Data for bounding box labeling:
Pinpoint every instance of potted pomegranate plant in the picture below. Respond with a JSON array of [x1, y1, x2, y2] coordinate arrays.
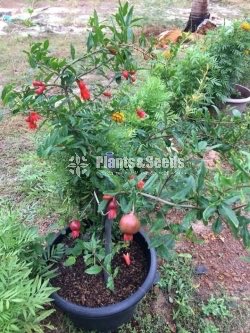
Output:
[[2, 3, 160, 331]]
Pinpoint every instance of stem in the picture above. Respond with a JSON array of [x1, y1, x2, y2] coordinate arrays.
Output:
[[103, 217, 113, 284], [138, 192, 202, 210]]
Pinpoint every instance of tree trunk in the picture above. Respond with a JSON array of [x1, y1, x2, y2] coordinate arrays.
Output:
[[184, 0, 210, 32]]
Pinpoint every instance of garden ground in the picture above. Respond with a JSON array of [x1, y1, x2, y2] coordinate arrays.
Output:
[[0, 0, 250, 333]]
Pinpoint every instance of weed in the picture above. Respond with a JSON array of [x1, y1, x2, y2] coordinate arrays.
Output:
[[202, 296, 230, 318]]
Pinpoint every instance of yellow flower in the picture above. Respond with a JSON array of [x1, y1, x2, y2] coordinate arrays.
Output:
[[111, 112, 125, 123], [162, 50, 172, 59], [240, 21, 250, 31]]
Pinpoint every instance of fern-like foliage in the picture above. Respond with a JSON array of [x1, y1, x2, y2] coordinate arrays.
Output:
[[0, 209, 58, 333]]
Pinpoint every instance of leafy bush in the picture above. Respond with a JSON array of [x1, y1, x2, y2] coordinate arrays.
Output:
[[0, 209, 55, 333], [154, 21, 250, 115]]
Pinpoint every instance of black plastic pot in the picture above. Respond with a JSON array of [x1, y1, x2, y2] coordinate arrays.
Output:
[[51, 229, 157, 332]]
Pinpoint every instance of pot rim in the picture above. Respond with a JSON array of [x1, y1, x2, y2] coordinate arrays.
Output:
[[225, 84, 250, 104], [51, 229, 157, 318]]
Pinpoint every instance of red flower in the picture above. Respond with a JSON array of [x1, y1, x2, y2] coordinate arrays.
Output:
[[108, 209, 117, 220], [123, 234, 134, 242], [108, 198, 118, 220], [123, 253, 131, 266], [35, 86, 46, 95], [103, 91, 112, 98], [25, 111, 41, 129], [32, 81, 45, 87], [136, 109, 147, 118], [71, 230, 80, 239], [130, 75, 136, 82], [136, 180, 145, 190], [32, 81, 46, 95], [76, 80, 90, 101], [122, 71, 129, 80], [69, 220, 81, 231], [102, 194, 113, 200]]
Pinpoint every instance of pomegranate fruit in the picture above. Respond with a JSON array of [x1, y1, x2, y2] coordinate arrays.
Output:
[[119, 212, 141, 235]]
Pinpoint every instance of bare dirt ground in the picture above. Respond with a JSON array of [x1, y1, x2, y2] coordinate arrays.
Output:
[[0, 0, 250, 333], [0, 0, 250, 36]]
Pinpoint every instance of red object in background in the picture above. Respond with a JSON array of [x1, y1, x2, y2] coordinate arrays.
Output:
[[25, 111, 41, 129], [123, 234, 134, 242], [103, 91, 112, 98], [32, 81, 46, 95], [107, 197, 118, 220], [136, 180, 145, 190], [71, 230, 80, 239], [102, 194, 113, 200], [136, 109, 147, 118], [130, 75, 136, 82], [69, 220, 81, 231], [76, 80, 90, 101], [123, 253, 131, 266], [122, 71, 129, 80]]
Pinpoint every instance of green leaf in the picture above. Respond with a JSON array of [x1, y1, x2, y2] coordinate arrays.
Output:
[[197, 161, 206, 192], [181, 209, 197, 231], [150, 218, 166, 232], [119, 196, 133, 214], [212, 217, 222, 234], [64, 256, 76, 267], [219, 204, 239, 228], [70, 44, 76, 60], [43, 39, 49, 50], [202, 206, 217, 221], [85, 265, 102, 275], [98, 200, 108, 213], [143, 173, 159, 191]]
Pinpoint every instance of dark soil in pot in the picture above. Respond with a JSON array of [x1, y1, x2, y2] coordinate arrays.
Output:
[[52, 236, 149, 307]]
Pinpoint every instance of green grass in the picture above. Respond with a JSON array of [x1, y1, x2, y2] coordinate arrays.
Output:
[[159, 254, 250, 333]]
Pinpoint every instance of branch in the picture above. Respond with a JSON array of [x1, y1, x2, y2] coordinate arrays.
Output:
[[139, 192, 202, 210]]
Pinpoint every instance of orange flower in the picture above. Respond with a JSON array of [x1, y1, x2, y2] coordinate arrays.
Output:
[[136, 180, 145, 190], [76, 80, 90, 101], [111, 112, 125, 123], [103, 91, 112, 98], [123, 253, 131, 266], [240, 21, 250, 31], [123, 234, 133, 242], [25, 111, 41, 129]]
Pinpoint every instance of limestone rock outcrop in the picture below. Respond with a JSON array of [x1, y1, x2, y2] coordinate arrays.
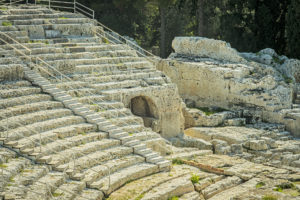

Task directions —
Transcribe the data word for word, starting with the line that contains "Pinpoint every instance of green grass" and continuing through the end of the data, with both ends included. Leave the pictures out of your answer.

Task result —
Pinpoint every instance of green grass in the picture above. Respond with a JSON array of [x1, y1, x2, y2] coordinate arrays.
Output:
[[159, 254, 250, 333]]
Pinpoint every instance of branch in the picture above. Respond with a JSON array of [x1, y1, x2, y2] coordinate arrays.
Output:
[[139, 192, 202, 210]]
Pinpoint every instance of orange flower in the picture above. Respond with a JSON array of [x1, y1, x2, y2] coordinate arrays.
Output:
[[136, 180, 145, 190], [76, 80, 90, 101], [111, 112, 125, 123], [103, 91, 112, 98], [123, 253, 131, 266], [240, 21, 250, 31], [123, 234, 133, 242], [25, 111, 41, 129]]
Pinpoint every instance of limestone rock outcrop in the picture below. Respond with a JSON array of [x1, y1, x2, y2] coordinate arrays.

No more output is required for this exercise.